[Records of labeled boxes]
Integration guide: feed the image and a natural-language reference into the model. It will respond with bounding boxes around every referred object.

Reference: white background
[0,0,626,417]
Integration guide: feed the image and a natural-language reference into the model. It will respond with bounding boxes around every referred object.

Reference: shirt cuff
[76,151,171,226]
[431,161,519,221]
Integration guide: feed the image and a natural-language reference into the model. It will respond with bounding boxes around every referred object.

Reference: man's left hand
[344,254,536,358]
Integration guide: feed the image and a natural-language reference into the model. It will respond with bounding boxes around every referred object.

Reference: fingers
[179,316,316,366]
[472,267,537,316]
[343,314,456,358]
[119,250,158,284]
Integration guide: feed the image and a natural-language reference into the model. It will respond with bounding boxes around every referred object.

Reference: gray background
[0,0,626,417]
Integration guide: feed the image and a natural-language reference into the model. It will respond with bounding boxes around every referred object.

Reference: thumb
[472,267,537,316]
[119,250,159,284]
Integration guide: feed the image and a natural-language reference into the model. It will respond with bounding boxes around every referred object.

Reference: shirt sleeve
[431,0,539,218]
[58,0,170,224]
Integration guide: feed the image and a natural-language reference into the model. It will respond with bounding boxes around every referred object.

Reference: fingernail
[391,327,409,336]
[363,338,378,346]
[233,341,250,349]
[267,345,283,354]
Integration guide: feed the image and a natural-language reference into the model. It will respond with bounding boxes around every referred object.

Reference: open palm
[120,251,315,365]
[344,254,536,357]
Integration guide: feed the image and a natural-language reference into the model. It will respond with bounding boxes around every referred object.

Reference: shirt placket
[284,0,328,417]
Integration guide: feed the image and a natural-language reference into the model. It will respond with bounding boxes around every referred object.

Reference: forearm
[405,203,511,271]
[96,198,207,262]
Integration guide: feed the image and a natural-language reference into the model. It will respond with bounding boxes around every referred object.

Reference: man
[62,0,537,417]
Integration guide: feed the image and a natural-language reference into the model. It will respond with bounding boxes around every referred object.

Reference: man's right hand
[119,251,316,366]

Required work | List every line of the material above that contains the string "background", copying each line in full.

Expected output |
Reference: white background
Reference: gray background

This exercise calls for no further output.